● **What to produce**: Read the data and repeat it in full, exactly.

● **Material supplied**:
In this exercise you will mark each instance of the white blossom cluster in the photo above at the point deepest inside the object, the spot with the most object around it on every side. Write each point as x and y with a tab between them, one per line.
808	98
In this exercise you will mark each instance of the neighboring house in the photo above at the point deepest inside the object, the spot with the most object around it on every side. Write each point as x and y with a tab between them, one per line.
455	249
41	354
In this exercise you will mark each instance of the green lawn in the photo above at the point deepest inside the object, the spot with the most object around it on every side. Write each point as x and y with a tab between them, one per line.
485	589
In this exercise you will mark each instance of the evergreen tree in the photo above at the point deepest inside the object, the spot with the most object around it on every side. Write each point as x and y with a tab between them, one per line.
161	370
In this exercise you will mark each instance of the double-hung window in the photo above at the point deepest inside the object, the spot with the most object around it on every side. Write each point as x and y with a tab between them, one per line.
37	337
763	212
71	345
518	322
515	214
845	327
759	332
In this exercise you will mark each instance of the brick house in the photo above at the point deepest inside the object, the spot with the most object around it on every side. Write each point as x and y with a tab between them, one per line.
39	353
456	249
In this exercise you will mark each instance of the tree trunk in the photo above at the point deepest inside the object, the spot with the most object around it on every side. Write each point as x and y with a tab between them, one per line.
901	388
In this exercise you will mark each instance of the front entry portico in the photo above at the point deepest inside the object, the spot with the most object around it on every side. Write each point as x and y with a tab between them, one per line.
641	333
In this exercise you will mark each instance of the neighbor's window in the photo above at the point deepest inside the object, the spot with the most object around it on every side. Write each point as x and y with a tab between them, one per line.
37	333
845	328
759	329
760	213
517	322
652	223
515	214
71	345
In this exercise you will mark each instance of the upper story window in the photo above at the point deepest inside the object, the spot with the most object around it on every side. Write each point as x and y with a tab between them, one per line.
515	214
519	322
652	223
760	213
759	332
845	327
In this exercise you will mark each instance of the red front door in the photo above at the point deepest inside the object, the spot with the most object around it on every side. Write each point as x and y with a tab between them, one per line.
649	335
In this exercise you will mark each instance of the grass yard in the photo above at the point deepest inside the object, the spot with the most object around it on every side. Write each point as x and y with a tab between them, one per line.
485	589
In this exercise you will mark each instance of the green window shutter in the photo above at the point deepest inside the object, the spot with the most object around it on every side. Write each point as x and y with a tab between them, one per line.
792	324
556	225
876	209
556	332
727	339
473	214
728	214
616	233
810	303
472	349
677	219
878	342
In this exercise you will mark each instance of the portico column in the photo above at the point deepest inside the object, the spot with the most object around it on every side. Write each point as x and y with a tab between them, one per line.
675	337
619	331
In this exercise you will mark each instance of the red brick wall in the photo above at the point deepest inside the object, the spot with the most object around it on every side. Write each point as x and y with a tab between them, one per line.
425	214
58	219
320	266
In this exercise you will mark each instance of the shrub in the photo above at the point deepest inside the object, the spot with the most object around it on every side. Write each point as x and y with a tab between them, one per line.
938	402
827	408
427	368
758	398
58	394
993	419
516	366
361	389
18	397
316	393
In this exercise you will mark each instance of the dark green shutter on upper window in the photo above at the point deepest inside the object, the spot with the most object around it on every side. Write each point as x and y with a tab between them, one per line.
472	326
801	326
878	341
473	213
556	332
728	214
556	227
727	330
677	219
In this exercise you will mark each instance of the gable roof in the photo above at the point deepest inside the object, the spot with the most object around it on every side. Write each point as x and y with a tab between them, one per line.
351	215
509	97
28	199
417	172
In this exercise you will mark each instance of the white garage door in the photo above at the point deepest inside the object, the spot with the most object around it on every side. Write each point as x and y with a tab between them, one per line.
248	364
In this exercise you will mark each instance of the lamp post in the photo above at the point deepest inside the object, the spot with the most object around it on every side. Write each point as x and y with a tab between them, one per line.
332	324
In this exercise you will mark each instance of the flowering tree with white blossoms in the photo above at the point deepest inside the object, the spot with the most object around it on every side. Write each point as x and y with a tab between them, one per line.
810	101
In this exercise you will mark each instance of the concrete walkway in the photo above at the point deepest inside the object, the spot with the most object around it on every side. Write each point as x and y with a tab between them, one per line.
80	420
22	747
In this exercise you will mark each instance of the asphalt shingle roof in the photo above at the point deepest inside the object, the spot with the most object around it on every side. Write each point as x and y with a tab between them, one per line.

● **Answer to this task**:
In this exercise you will mark each instance of the white blossom cluster in the photo above at the point deepest inside the object, the spot with the most object around it on every side. Write each point as x and y with a tab between them, one per line.
808	98
In this exercise you will mark each instance of the neighboring house in the photo above at the point deepest inside the object, the spot with the most object around it on every side. Write each point as x and y with a tab between them, one per line.
455	249
41	354
In this exercise you will mark each instance of the green lawn in the photo above at the point deepest inside the object, the spot with the most object around it on every side. Write each point as x and y with a tab between them, one per line.
485	589
In this exercise you will mark each instance of the evergreen tree in the photo above at the point deepest inside the object, the spot with the most object around it on every side. Write each point as x and y with a tab between them, one per line.
161	370
In this exercise you will mark each instance of the double-hung window in the photo above at the point deepest inside the object, the spot with the most object around it on every side. Write each point as x and y with a tab between them, one per line.
37	337
763	212
71	345
518	322
515	214
845	327
759	332
In this exercise you will mark each instance of the brick house in the photo above at the point deepest inside the object, the spot with the most object around it on every side. Write each point as x and y with a tab between them, one per line.
39	353
456	249
In this exercise you will mark each instance of the tree trunk in the photo above at the point deepest inside the object, the spot with the most object around it on every side. Write each point as x and y with a tab between them, one per line.
901	388
In this exercise you will mark each instance of the front entry portico in the photo above at the point deepest inside the object, the spot with the most object around it on every side. Write each point as x and y with a tab between them, one per line.
641	333
In this exercise you will mark each instance of the neighbor's window in the photo above at the point deepest inside the object, the spot with the most object around it on every side. Write each point as x and y with a tab between them, one per line.
37	333
845	328
759	329
760	213
517	322
652	223
515	214
71	345
In this exercise you will mark each instance of the upper story window in the photo above at the point deepest inside the object, the spot with the most object around it on every side. Write each point as x and y with a tab between them, one per line.
515	214
519	322
652	223
760	213
759	332
845	327
In this exercise you will mark each instance of the red front door in the photo above at the point deepest inside the object, the spot with the most object around it on every side. Write each point as x and y with a tab between them, one per line.
649	335
In this exercise you will mark each instance of the grass yard in the photo above at the point deepest inside the object, the spot with the most object around it on every side. Write each point as x and y with a tab between them, one per line.
485	589
In this exercise you will mark each instance of the green window shutter in the photo above at the point deepest inside the object, the spot with the most object around it on every side. Write each point as x and y with a tab between them, one per line.
792	324
556	225
876	209
556	332
727	339
473	214
728	214
616	233
810	303
472	349
677	219
878	342
In this exercise you will mark each instance of the portico column in the photo above at the point deepest inside the object, the spot with the most object around it on every side. Write each point as x and y with a tab between them, one per line.
675	337
619	331
In this exercise you will mark each instance of the red brick wall in the photo above at the point deepest inside the object, the spot with the most object around it on every side. Write each point as x and y with a tab between them, one per line.
425	214
58	219
320	266
In this exercise you will mark each instance of the shrub in the photo above at the point deepest inside the object, the spot with the most object around it on every side. Write each point as x and y with a tab between them, one per line.
938	402
827	408
427	368
758	398
58	394
993	419
516	366
361	389
18	397
316	393
In this exercise you will mark each instance of the dark green shutter on upper window in the photo above at the point deepest inside the object, the spot with the most object around it on every side. Write each point as x and y with a tab between them, one per line.
472	326
801	326
878	341
473	213
556	332
728	214
556	227
727	330
677	219
In this exercise you will mark each instance of the gable roof in the photo above at the point deepest inside the object, the spot with the most object around it on every side. Write each point as x and y with a tab between them, one per line.
351	215
509	97
28	199
417	172
In this exercise you will mark each instance of the white garage door in the photo above at the point deepest inside the object, the spot with the most object around it on every side. Write each point as x and y with a tab between them, one per line.
248	364
In this exercise you will mark each instance of the lamp post in the photo above at the point deepest inside the object, the spot with the most object around it on every side. Write each point as x and y with a tab between them, one per line.
332	324
In this exercise you will mark each instance of the flowering tree with white blossoms in the photo above at the point deepest inside the object, the spot with the most object around it on every side. Write each point as x and y with a tab between them, one per line.
810	101
In this exercise you will mark each instance of the concrete walkway in the photo above at the point deepest inside the object, the spot with the most object around it on every side. Write each point as x and y with a tab between them, one per line.
80	420
22	747
In this exercise you will mark each instance of the asphalt shingle roof in the photo above at the point deepest inside the object, the spot with the most object around it on every side. Write each point as x and y with a tab between them, one per line.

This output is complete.